** start Dataset records **

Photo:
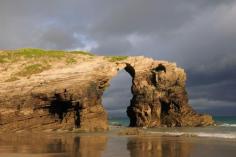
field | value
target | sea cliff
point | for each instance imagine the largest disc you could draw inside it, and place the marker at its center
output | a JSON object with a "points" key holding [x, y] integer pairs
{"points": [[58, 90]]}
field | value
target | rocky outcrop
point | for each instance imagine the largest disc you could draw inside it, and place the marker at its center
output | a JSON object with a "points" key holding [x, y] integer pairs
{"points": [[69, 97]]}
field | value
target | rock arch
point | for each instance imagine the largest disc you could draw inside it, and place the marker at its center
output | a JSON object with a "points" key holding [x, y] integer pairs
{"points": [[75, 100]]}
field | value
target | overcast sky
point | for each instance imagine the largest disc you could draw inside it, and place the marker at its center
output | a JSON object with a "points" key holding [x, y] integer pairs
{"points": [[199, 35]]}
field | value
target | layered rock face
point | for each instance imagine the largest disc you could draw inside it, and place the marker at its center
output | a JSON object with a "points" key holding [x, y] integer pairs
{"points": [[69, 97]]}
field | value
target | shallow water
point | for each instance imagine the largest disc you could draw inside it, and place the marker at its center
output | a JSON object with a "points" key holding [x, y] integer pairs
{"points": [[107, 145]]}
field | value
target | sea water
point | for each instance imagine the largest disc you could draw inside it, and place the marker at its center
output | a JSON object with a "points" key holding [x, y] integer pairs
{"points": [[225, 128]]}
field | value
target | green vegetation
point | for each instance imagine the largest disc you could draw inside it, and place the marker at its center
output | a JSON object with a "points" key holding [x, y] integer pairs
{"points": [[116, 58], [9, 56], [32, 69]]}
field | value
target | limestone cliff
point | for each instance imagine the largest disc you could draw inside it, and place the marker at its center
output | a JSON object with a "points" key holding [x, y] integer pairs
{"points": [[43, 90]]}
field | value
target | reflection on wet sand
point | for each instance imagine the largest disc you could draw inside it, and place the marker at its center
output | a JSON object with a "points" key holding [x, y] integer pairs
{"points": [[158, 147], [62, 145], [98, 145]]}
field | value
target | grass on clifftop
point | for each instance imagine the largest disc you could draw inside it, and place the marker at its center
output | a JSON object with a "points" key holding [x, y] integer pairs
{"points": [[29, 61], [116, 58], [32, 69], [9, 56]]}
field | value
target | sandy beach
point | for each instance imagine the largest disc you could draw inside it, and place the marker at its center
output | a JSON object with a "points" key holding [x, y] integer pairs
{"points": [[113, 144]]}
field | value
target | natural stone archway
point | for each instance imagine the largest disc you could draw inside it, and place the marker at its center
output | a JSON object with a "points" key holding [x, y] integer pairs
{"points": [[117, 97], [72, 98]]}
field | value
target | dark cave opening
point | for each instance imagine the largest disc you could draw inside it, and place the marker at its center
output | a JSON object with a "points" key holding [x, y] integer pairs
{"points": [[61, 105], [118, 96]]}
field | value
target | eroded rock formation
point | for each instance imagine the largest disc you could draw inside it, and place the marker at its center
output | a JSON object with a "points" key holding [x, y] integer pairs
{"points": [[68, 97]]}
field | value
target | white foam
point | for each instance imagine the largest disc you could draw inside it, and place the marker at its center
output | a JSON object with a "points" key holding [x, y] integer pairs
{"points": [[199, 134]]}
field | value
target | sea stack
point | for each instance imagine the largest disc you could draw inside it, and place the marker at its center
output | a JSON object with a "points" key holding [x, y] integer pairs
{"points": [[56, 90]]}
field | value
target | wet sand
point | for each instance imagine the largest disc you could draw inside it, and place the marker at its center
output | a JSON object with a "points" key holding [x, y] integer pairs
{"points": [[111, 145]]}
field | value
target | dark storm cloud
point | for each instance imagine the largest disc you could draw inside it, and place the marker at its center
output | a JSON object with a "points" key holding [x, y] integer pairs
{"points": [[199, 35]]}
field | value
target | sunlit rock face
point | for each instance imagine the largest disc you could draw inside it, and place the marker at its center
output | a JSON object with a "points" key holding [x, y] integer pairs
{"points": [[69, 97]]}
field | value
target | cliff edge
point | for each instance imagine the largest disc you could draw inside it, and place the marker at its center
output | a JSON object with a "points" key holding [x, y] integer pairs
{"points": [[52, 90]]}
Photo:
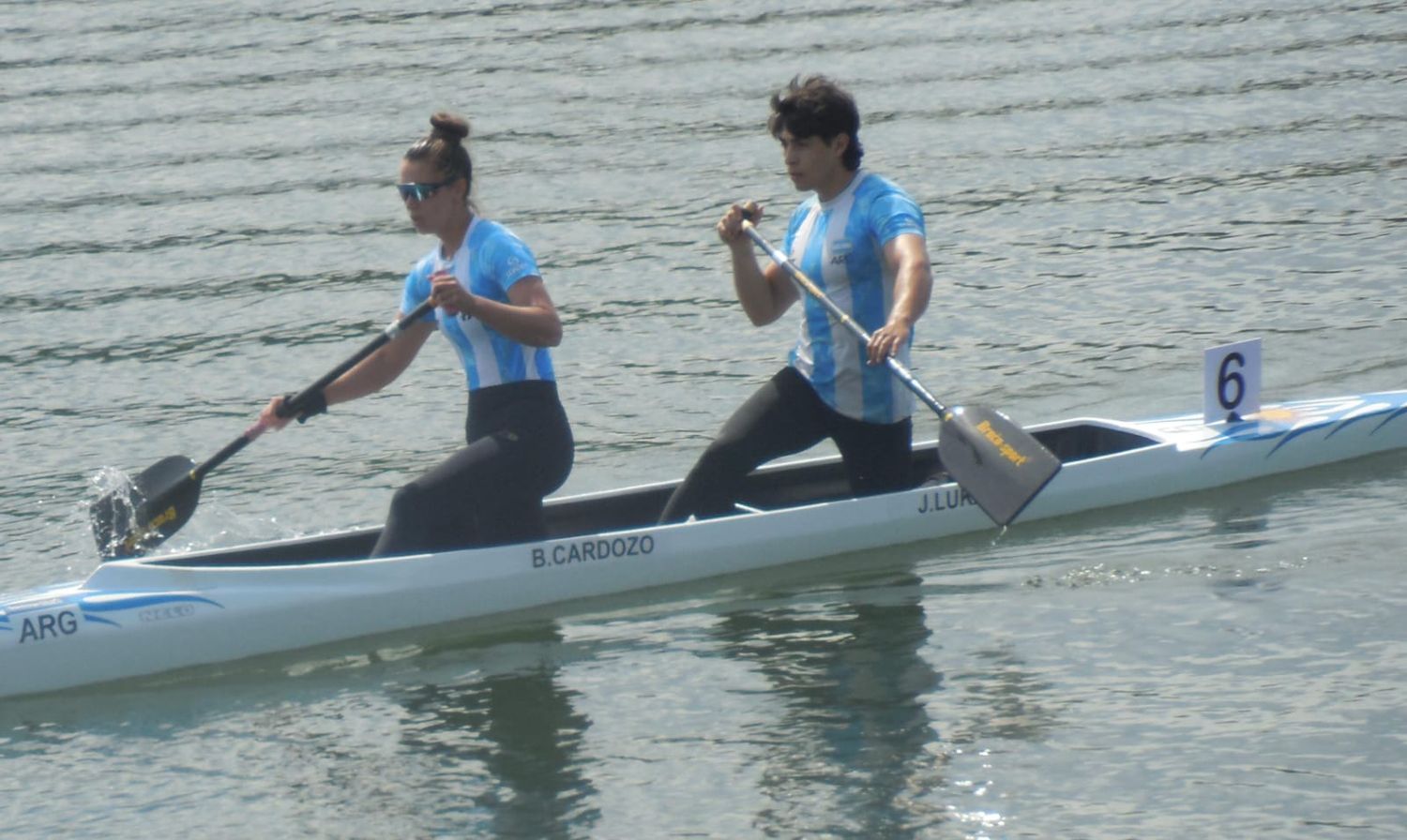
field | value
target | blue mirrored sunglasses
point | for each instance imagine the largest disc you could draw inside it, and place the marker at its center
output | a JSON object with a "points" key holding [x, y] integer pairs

** end Dataset records **

• **Aim**:
Extract each line of the material above that contains the string "dark", and reproduce those lines in the order in which they appear.

• **Complete output**:
target | dark cave opening
target | dark storm cloud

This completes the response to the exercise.